** Opening Records supplied block **

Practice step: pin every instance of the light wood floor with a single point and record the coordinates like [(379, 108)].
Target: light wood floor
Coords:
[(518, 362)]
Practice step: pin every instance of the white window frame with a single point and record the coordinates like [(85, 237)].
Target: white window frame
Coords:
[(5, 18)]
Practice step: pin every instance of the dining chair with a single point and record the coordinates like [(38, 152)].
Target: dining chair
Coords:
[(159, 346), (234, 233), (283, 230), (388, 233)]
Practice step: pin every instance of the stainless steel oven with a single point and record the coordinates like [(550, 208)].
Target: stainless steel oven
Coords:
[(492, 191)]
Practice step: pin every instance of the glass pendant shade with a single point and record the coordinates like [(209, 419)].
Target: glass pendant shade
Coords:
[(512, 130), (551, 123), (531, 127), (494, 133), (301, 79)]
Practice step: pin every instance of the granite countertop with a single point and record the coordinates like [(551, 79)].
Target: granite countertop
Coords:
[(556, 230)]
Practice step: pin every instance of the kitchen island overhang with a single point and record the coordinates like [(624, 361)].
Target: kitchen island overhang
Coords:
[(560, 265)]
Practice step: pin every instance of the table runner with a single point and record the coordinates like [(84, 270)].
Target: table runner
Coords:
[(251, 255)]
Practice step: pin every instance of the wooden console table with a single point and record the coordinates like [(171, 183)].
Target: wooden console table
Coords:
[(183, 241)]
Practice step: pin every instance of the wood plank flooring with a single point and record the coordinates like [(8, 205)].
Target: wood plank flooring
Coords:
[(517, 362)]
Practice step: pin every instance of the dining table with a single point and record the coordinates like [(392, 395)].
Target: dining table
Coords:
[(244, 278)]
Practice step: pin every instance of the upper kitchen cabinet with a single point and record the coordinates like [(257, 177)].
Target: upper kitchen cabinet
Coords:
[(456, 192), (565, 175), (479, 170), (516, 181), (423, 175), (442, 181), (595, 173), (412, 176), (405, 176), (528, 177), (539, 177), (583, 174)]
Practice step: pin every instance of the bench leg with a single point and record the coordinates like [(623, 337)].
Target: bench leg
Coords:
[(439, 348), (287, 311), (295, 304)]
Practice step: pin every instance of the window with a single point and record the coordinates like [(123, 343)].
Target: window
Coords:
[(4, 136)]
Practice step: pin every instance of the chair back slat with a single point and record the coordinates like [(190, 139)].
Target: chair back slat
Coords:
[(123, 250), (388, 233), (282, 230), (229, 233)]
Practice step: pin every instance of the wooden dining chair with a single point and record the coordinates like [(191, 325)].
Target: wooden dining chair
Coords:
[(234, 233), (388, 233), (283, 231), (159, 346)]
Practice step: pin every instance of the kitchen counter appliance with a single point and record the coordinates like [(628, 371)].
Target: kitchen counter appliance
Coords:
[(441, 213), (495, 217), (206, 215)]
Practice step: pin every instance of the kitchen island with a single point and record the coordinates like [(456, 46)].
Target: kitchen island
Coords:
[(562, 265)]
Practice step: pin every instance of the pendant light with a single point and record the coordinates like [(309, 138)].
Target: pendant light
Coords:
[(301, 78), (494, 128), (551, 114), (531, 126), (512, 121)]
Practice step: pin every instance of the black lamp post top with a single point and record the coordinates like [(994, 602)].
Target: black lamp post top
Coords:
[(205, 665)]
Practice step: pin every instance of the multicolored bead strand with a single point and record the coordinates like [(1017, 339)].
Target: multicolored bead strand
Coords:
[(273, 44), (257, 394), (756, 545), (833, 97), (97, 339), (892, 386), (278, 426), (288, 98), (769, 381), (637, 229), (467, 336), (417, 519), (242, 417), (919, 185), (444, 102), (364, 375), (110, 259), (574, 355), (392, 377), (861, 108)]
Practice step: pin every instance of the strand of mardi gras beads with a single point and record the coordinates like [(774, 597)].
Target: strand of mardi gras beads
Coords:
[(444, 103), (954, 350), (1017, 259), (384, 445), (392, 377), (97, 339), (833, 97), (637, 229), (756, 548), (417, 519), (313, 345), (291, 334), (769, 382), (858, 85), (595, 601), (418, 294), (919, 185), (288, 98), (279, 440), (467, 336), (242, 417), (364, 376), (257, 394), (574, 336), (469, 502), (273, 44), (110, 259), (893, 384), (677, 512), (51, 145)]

** Closing Records supplied block **

Which of the lines above hold the word "mardi"? Copy each one.

**Response:**
Practice step: pin every instance of the strand of mardi gras beads with a single point and record the coordinates like [(774, 597)].
Target: strand of mardi gras beads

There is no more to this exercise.